## start PASSAGE SHOWN

Because Tirion Fordring had every right to be bitter. He wasn’t a hermit by his own choice. Instead, he’d been thrown out of the Silver Hand, sent away from his wife, son, and home. But what did he do? Why, you might ask, was Fordring exiled? The answer is simple enough. But the story surrounding that answer? That’s a little more complicated.
Tirion’s early years
Tirion was originally a warrior of Lordaeron, knighted at the age of 18. But he wouldn’t remain a warrior for long — years later, he found his faith and joined the Church of the Light. There, he studied under Archbishop Alonsus Faol, and when the Second War began, he was one of four candidates chosen by Faol to establish the Knights of the Silver Hand along with Uther, Turalyon, and Saidan Dathrohan.
And his career as a paladin took him much farther than his career as a warrior ever would have. As one of the founding members of the Silver Hand, Fordring fought in the final battle of the Second War — the battle that secured victory for the Alliance. Afterwards, he married, settled down and became governor of Hearthglen, a small town in northern Lordaeron. Fordring was well respected, viewed as a just ruler and a military hero. And when his wife Karandra gave him a son — Taelan — he added father to his long list of accomplishments.
If there was one thing Tirion learned in all his years of combat, it was that peace was something to be cherished. It was something to strive for. Maybe there was glory to be found in war, but Fordring was done with those days. He wanted his son to grow up in a world without wars. Unfortunately, the world had other ideas: Rumor had it that the Orcs were planning an uprising, and that the wars would start anew.
Eitrigg, an Orc uninterested in war
While out hunting one day, he discovered his worst fear — Orcs. Or rather, one Orc, living in an abandoned tower. But as far as Tirion was concerned, one Orc was more than enough cause for alarm — he’d seen what happened during the Second War. He knew what Orcs were capable of. He attacked, and of course the Orc fought back — but as they fought, pieces of the ruined tower fell around them. The tower collapsed, and Tirion was knocked unconscious by a piece of the debris.
When he woke up, it was in his own bed at home, four days later. According to Karandra he was healed by his second, a young paladin named Barthilas, after he was found wounded and tied to his horse. Tirion was left with only one conclusion to make — the Orc had inexplicably saved him. Seeking answers, Tirion returned to the abandoned tower and found the Orc there, but wounded. And to Tirion’s surprise, the Orc could speak his language. Eitrigg, as he called himself, had been in hiding for quite some time.
He told Tirion of his experiences with the Horde, how the Orcs used to practice shamanism, and how corruption took everything away. In light of it all, Eitrigg abandoned the Horde entirely. As far as he knew, there was no second coming of the Horde, as the rumors said. Tirion believed Eitrigg’s words, and vowed on his honor that he would keep the Orc’s presence a secret — and then he returned home.

## end PASSAGE SHOWN
## start ROWS

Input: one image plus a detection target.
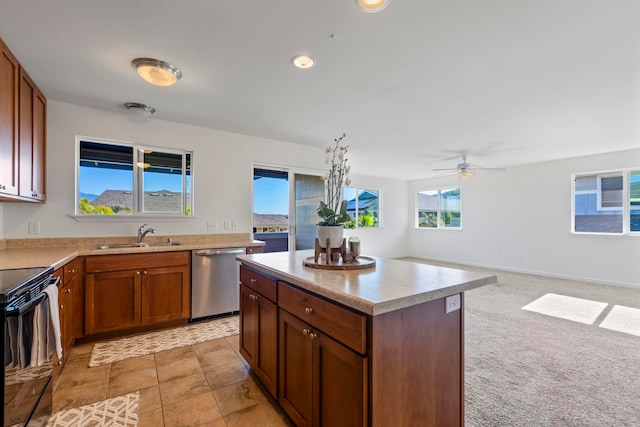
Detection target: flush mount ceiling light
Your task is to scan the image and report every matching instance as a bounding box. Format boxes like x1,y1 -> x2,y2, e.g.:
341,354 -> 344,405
291,55 -> 316,69
124,102 -> 156,117
131,58 -> 182,86
356,0 -> 389,13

## end ROWS

# TO-DO LIST
[1] Update the Tirion Fordring passage between "Because Tirion Fordring" and "and Saidan Dathrohan.", inclusive, by replacing "Archbishop" with "Bishop" and writing out that stretch again.
[2] State how many lines in the listing contain the string "target", treating uppercase and lowercase as different. Reply with the number alone.

# ANSWER LIST
[1]
Because Tirion Fordring had every right to be bitter. He wasn’t a hermit by his own choice. Instead, he’d been thrown out of the Silver Hand, sent away from his wife, son, and home. But what did he do? Why, you might ask, was Fordring exiled? The answer is simple enough. But the story surrounding that answer? That’s a little more complicated.
Tirion’s early years
Tirion was originally a warrior of Lordaeron, knighted at the age of 18. But he wouldn’t remain a warrior for long — years later, he found his faith and joined the Church of the Light. There, he studied under Bishop Alonsus Faol, and when the Second War began, he was one of four candidates chosen by Faol to establish the Knights of the Silver Hand along with Uther, Turalyon, and Saidan Dathrohan.

[2] 2